- Directions -
Once you find the line that contains "positive clicks: (213, 585)", transcribe it and each line after it through the end of the listing, exactly as written.

Start of Source material

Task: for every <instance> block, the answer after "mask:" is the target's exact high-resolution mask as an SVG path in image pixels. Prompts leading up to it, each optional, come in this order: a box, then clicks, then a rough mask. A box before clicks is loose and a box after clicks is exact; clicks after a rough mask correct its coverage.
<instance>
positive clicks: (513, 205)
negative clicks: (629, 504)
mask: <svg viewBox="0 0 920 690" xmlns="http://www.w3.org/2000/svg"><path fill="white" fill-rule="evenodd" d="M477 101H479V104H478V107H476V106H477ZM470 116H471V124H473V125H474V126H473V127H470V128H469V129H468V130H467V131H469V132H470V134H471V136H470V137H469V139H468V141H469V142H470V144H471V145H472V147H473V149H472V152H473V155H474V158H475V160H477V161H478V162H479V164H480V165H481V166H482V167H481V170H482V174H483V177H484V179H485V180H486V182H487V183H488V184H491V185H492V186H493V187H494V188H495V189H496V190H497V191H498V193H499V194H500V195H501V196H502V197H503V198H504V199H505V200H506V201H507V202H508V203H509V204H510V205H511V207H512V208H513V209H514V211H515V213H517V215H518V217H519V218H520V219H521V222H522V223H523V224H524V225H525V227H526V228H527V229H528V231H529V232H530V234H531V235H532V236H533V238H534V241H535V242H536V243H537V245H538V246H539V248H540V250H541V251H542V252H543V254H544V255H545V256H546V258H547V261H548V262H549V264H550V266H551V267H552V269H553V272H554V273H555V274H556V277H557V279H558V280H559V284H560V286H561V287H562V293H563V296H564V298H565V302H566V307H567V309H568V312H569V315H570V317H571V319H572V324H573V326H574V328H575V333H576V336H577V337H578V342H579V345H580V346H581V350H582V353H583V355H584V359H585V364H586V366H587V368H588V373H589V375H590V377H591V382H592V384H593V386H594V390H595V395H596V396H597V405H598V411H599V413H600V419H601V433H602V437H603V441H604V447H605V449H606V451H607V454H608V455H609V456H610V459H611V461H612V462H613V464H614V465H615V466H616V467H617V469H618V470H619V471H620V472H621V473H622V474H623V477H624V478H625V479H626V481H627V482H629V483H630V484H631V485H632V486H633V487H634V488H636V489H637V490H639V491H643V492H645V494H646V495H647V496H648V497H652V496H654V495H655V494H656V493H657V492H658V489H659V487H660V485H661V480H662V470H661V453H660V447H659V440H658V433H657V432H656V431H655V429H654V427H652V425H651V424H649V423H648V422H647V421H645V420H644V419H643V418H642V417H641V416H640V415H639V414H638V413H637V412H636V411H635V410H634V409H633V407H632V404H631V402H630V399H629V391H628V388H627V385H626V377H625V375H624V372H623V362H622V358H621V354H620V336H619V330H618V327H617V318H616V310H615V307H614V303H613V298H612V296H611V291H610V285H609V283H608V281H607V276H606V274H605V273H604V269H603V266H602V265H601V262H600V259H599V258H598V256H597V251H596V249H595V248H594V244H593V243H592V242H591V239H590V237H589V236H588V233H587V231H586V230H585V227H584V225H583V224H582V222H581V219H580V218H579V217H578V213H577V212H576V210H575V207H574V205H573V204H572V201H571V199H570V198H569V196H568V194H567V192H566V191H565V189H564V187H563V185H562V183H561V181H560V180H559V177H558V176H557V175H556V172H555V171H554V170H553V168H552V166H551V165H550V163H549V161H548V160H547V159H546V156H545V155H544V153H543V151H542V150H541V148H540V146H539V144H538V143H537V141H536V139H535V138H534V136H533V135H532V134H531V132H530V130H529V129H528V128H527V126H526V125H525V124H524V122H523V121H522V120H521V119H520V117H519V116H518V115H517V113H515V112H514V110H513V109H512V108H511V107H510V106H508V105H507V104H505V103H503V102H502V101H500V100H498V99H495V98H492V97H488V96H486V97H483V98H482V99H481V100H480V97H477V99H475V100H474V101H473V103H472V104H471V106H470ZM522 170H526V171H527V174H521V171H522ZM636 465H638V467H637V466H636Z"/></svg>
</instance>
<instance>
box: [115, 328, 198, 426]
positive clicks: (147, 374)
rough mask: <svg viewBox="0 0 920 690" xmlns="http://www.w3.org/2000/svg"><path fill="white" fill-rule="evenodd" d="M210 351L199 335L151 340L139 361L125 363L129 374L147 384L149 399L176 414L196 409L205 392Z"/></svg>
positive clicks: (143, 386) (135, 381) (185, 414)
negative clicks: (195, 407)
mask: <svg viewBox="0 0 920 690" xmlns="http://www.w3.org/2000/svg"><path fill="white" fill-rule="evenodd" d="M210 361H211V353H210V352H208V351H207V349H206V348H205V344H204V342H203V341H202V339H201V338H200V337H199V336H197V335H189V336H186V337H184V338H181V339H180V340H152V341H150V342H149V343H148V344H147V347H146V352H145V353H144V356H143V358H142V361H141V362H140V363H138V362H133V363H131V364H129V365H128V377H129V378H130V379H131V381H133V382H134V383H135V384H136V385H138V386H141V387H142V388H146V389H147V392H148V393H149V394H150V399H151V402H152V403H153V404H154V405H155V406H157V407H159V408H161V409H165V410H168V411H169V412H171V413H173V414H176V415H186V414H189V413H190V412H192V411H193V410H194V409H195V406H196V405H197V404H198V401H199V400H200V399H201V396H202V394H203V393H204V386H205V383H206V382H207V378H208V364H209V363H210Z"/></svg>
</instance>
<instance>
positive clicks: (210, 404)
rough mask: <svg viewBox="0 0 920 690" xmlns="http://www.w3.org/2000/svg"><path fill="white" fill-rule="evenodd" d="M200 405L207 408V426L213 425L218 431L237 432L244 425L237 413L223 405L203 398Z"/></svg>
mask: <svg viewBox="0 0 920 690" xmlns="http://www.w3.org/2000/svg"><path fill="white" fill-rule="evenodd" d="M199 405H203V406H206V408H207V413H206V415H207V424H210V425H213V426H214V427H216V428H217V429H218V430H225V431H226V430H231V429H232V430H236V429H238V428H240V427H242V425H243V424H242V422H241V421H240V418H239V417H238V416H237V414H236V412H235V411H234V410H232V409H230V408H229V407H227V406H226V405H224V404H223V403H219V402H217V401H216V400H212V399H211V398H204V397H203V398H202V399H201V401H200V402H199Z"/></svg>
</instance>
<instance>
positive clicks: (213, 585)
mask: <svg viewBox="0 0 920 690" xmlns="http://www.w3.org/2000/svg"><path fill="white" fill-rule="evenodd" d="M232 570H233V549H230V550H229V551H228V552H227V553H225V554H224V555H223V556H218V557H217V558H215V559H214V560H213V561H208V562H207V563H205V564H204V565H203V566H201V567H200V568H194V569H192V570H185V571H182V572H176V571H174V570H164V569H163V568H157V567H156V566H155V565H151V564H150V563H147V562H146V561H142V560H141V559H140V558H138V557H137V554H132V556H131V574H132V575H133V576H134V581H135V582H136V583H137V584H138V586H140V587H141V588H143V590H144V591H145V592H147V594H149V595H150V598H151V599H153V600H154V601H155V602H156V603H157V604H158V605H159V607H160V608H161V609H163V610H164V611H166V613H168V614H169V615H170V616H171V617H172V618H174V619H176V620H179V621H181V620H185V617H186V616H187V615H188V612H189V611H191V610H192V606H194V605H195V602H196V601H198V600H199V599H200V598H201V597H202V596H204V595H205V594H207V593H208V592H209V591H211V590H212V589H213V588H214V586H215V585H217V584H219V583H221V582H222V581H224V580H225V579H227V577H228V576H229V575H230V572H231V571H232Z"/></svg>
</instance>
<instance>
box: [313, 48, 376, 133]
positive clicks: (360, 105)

End of Source material

- Output of the exercise -
positive clicks: (213, 585)
mask: <svg viewBox="0 0 920 690" xmlns="http://www.w3.org/2000/svg"><path fill="white" fill-rule="evenodd" d="M232 570H233V549H230V550H229V551H228V552H227V553H225V554H224V555H223V556H218V557H217V558H215V559H214V560H213V561H208V562H207V563H205V564H204V565H203V566H201V567H200V568H194V569H192V570H185V571H182V572H176V571H174V570H164V569H163V568H157V567H156V566H155V565H151V564H150V563H147V562H146V561H142V560H141V559H140V558H138V557H137V554H132V556H131V574H132V575H133V576H134V581H135V582H136V583H137V584H138V586H140V587H141V588H143V590H144V591H145V592H147V594H149V595H150V598H151V599H153V600H154V601H155V602H156V603H157V604H158V605H159V607H160V608H161V609H163V610H164V611H166V613H168V614H169V615H170V616H171V617H172V618H174V619H176V620H179V621H181V620H185V617H186V616H187V615H188V612H189V611H191V610H192V606H194V605H195V602H196V601H198V600H199V599H200V598H201V597H202V596H204V595H205V594H207V593H208V592H209V591H211V590H212V589H213V588H214V586H215V585H217V584H219V583H221V582H222V581H224V580H225V579H227V577H228V576H229V575H230V572H231V571H232Z"/></svg>
</instance>
<instance>
box: [313, 48, 376, 133]
positive clicks: (360, 105)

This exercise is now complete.